• TASKS AND EXERCISES:
[a] Answer these questions using the call transcript:
(i) How much was the acquisition made since the last call?
(ii) About how many acres of Minden acreage will there be after the acquisition?
(iii) How thick did the COO say the Bossier section is?
[b] Print the part of the call transcript starting at "With that, Chastity, I" and ending at "over to Mike.".
[c] Go on with the call transcript, picking up after its last line.

• SOURCE:
● ● ● ●
As most of you are aware, since our last call, we have made a $600 million acquisition. We have successfully raised the funds to pay for it. We hedged volumes in 2008, 2009, and 2010 at 1350, 1218 and 1143 per MCF respectively and now all that remains is to close this deal. We are working on the traditional title work as with any deal and expect the transaction to close in the middle of August. You will recall this acquisition triples our Minden acreage to approximately 37,000 acres. Currently mentioned, we are testing the middle Bossier with our first horizontal well which we plan to be drilled into that section. We have other opportunities, initiatives which I previously discussed.
As I said in the operation section, we are well positioned in two of the most promising plays this industry has seen in a long time. Our task ahead is to accelerate the reserve realization in each of these areas. To do that, we have expanded capital and are putting the necessary resources in place. I do wish we had more tangible results for all of us at this time. However, I like our position and I'm confident that as we mature our opportunities, you will also appreciate Cabot's position. If you take into consideration Cabot's acreage position, coupled with the merging plays on our acreage, and what we found in the -- again, on our acreage and in the immediate area, we could be on the cusp of a material growth change in our story. If you look at the recent selloff in the position in the market and you look at what Cabot's anticipating reserves are at year end, we think we are trading in the ground at $2.70, $2.75 at this time. And looking at those values and looking at the inflationary pressures that we have seen in the marketplace we are looking at reinstituting our are buy back program.
With that, Chastity, I will turn it back to you and open it up to any questions the group might have.
Operator
(OPERATOR INSTRUCTIONS) Your first question comes from the line of Joe Allman of JP Morgan.
- Analyst
Good morning, everybody.
- Chairman, President & CEO
Hi, Joe.
- Analyst
I guess this is for Mike or if you, Dan. In your field in east Texas, could you just talk about the presence of the upper, middle and lower Bossier and middle Hainesville line?
- Chairman, President & CEO
Yes. I will make just a cursory comment get Mike get a little more granular on it. For the most part we see that Bossier section, upper Bossier down to the Hainesville in each of our three areas. I'll turn it over to Mike.
- COO & SVP
Joe, it is 700 to 900 feet thick. As we drill the well, I think as Dan mentioned, we have been encountering significant gas shows with significant pressure in the upper -- what we call the upper Bossier. The middle Bossier which is where you have seen some of the recent announcements what we believe is the middle Bossier then the lower Bossier, the AKA, the Hainesville shale. The folks we bought the property from actually made a completion in that interval. We also see shows in that. And of course we don't have any Bossier penetrations yet at Countyline but recent drilling nearby has certainly suggested that same thing would be found at Countyline. So we are pretty confident the Bossier covers the entire acreage spread we in our three main projects in east Texas.
- Analyst
When you say 700 to 900 feet thick, are you talking from the upper Bossier through to the bottom of the Hainesville line?
- COO & SVP
No, to the top of Hainesville line.
- Analyst
Okay, to the top of the Hainesville line. Then you've got some additions.
- COO & SVP
On the Hainesville line we are seeing some good results on that. As Dan mentioned, we are do plan to do the horizontal test in that later on in the summer.
- Analyst
Are you seeing any differences? Any difference -- a quality difference between the upper, middle or lower Bossier areas?
- COO & SVP
In the sense of rock quality or production quality, what?
● ● ● ●
[Named-object pointing records]

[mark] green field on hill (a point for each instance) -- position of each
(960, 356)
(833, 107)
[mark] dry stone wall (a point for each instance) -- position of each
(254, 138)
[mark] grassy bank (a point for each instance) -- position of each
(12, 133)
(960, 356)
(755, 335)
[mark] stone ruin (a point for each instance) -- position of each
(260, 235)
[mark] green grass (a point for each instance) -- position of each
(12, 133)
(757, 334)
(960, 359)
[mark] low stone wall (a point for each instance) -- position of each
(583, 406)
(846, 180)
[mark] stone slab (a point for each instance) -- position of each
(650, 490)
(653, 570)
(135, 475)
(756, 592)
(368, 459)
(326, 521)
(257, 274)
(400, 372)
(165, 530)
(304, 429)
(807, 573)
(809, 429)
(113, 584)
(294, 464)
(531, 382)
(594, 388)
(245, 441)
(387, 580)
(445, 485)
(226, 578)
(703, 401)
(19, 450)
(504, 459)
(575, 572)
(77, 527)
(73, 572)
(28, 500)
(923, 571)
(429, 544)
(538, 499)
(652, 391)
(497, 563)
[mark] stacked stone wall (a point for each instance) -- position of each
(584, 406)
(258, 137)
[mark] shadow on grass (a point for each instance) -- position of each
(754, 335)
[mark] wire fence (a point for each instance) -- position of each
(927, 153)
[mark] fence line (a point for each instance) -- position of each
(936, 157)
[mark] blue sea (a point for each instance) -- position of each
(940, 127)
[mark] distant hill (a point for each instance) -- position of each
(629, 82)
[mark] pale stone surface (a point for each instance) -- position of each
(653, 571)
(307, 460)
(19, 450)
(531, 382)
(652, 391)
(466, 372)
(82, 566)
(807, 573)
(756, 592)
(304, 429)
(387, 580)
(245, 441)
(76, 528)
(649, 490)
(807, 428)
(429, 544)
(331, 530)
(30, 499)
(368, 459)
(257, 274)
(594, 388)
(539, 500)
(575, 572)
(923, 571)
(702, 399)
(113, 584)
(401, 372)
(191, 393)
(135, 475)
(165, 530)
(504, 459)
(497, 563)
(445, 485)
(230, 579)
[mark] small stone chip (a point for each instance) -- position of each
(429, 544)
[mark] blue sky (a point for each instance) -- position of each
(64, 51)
● ● ● ●
• OUTPUTS:
[a]
(i) $600 million
(ii) Approximately 37,000 acres
(iii) 700 to 900 feet

[b]
With that, Chastity, I will turn it back to you and open it up to any questions the group might have.
Operator
(OPERATOR INSTRUCTIONS) Your first question comes from the line of Joe Allman of JP Morgan.
- Analyst
Good morning, everybody.
- Chairman, President & CEO
Hi, Joe.
- Analyst
I guess this is for Mike or if you, Dan. In your field in east Texas, could you just talk about the presence of the upper, middle and lower Bossier and middle Hainesville line?
- Chairman, President & CEO
Yes. I will make just a cursory comment get Mike get a little more granular on it. For the most part we see that Bossier section, upper Bossier down to the Hainesville in each of our three areas. I'll turn it over to Mike.

[c]
- Analyst
Both actually.
- COO & SVP
We really don't have a lot of data yet to make that kind of definition, Joe. We just have some early time information.
- Analyst
Okay. And then the first horizontal result we will get. I know you are doing those two horizontal wells in Minden. One to middle Bossier, one to the Hainesville line. We will get the results I guess October, November. But will we get the Minden horizontal from the acquired properties before then and if so what's the expectation on that timetable?
- Chairman, President & CEO
It will probably be contemporaneous with that, Joe.
- Analyst
Thank you. In your release, you're talking about net acreage in this play and then also in the Marcellus. Could you give us -- could you give us net acreage positions?
- Chairman, President & CEO
Well, we have a fairly high net position also. For example, the acreage that we acquired in the recent acquisition in the Minden area is 95% working interest in that position. I'm sorry, the other areas you are talking about, Joe?
- Analyst
Just I guess to know in your release you talked about 125,000 gross acres in the Bossier play and 135,000 in the overpressured Marcellus. I'm just trying to go from gross to net in both those plays.
- Chairman, President & CEO
In the Marcellus that is that gross number and net number is essentially the same.
- Analyst
Okay.
- Chairman, President & CEO
Because Cabot's leasing up there 100% and there is not a great deal of division of mental ownership up there simply because of the lack of historic ENP operations. In the net number, I don't have it exactly in front of me, Joe, in the east Texas, north Louisiana area but it is a very high net number comparable to our gross.
- Analyst
Okay.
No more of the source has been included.